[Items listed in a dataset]
__________

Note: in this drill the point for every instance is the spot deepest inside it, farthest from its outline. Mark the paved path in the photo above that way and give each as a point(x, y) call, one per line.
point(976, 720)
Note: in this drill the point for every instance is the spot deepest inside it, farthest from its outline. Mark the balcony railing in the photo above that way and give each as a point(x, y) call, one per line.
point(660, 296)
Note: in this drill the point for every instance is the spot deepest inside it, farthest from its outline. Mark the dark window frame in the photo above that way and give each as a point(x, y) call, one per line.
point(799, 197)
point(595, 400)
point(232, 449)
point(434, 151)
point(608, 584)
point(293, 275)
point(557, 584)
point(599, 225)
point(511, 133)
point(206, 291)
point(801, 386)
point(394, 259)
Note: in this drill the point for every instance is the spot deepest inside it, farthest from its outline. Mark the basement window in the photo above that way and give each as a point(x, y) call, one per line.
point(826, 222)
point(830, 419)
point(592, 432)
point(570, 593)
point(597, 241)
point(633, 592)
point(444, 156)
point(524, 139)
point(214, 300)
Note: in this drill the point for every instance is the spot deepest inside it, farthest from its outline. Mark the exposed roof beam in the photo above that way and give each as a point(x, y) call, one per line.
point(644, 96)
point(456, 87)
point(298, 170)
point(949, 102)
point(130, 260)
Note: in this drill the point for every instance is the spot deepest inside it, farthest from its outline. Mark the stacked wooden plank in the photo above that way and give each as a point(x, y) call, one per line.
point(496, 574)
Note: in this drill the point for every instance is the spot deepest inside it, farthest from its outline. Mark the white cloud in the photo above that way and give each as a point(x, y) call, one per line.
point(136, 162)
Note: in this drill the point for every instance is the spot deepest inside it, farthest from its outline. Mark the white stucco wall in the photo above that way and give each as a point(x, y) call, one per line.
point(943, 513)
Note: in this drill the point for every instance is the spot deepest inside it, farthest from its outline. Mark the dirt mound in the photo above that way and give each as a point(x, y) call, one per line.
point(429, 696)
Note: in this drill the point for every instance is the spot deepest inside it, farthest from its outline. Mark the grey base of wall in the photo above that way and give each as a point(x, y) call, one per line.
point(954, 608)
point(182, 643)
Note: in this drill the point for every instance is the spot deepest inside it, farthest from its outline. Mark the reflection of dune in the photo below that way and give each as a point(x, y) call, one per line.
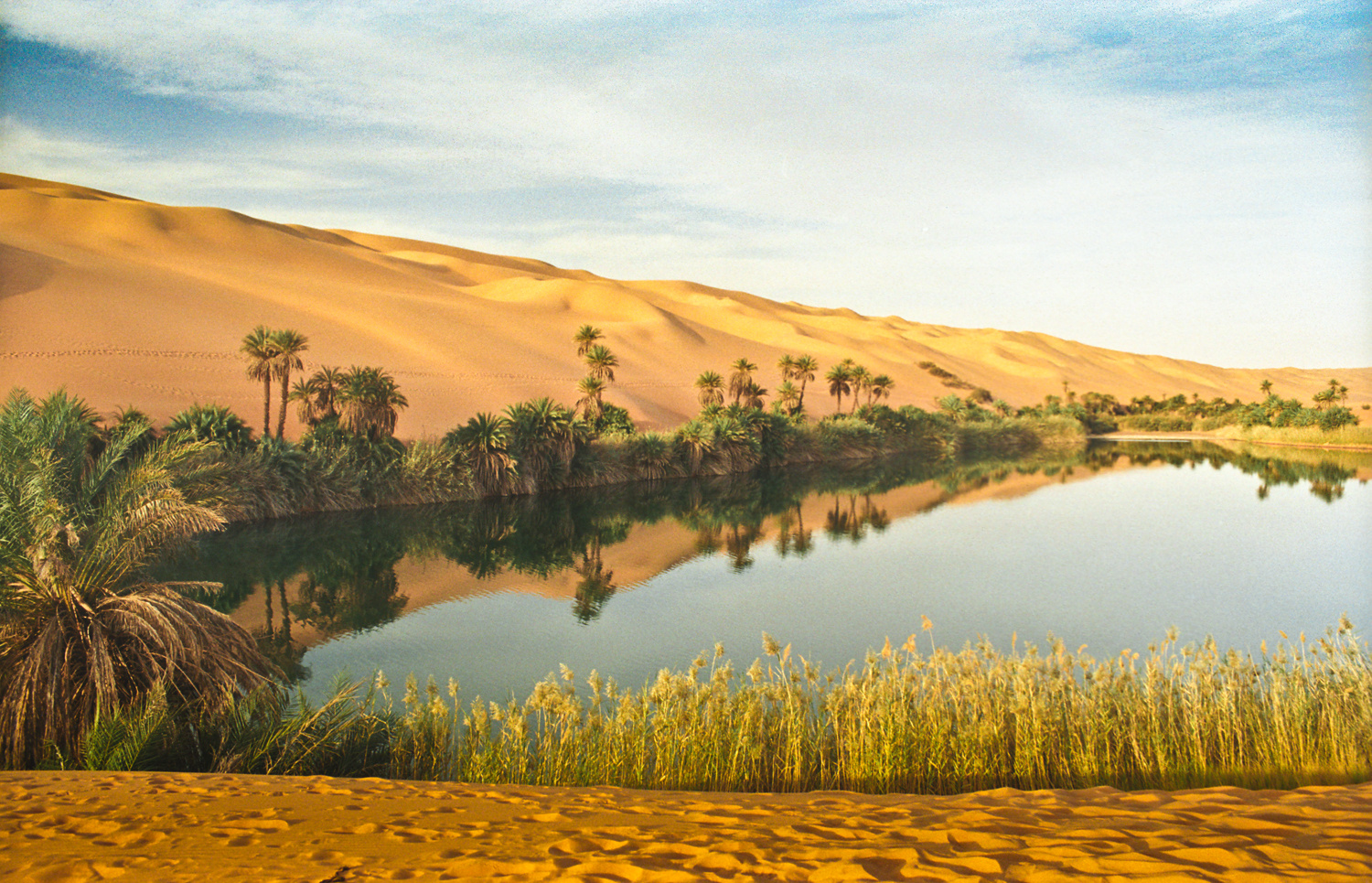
point(650, 550)
point(313, 828)
point(134, 302)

__________

• The task: The output should consist of every entry above, printed exactly, with the images removed.

• Solution for this task:
Note: in this drill the point for every instance is the spot deepest inside it, farthest from its outline. Mark the paved path in the photo above that way and give each as a point(x, y) call, one per line.
point(976, 720)
Note: in this drill the point for every instance is the spot deepest inside it, farthest from its outline. Mark the balcony railing in the photo above that way and give each as a point(x, y) call, one per line.
point(660, 296)
Note: in this drill the point for every instance is the spot deepest inside it, farthest from its outline. Mark the dark window frame in the photo above that way and give each as a point(x, y) call, one per line.
point(799, 197)
point(595, 400)
point(232, 449)
point(434, 151)
point(608, 584)
point(293, 275)
point(557, 584)
point(599, 225)
point(511, 133)
point(206, 291)
point(801, 386)
point(394, 259)
Note: in this drill the point for every instance is the spot deepest inside it, farthest from its outline. Mark the basement window in the photo above that way and give each as a point(x, y) call, one per line.
point(826, 222)
point(830, 419)
point(592, 432)
point(570, 593)
point(597, 241)
point(633, 592)
point(444, 156)
point(524, 139)
point(214, 300)
Note: in this drill the point for every instance is the spot deepest inside it, farthest from its outline. Mark the exposed roof beam in the photo above that way and give each as a point(x, y) call, one per line.
point(644, 96)
point(456, 87)
point(298, 170)
point(949, 102)
point(130, 260)
Note: in this drill the point for every instance is the spot deepest inside it, farthest from its outline. Mark the stacked wooden plank in the photo above that way and give each as a point(x, y) call, one per line.
point(496, 574)
Note: in this drill the point for every instance is the spot deepest inside it, farthest from its outline. Mark the white cloud in the photo above that way and give each as a point(x, y) call, one per line.
point(136, 162)
Note: in this drill the point for every instance is the spot deepest inside it, farthest from its outline. Mark the white stucco wall in the photo above that way and give each as a point(x, y) call, one per line.
point(943, 513)
Note: in this drill the point for every instance is the spot deepest inside it, farthest from its outline. Mark the dirt mound in the photo above that way and give each as a point(x, y) call, one per line.
point(429, 696)
Note: in this drill the point for every instance is the spot deepest inside it, farthest from its outline. Mark the grey base of wall in the photo above that way and give each as a point(x, y) call, one per line.
point(954, 608)
point(182, 643)
Note: in this drill the point for every instance is the spot deepest inside it, farthest from its outline. Mark the reflection of dune in the photo below that way and give each as a point(x, y) call, one per line.
point(650, 550)
point(313, 828)
point(134, 302)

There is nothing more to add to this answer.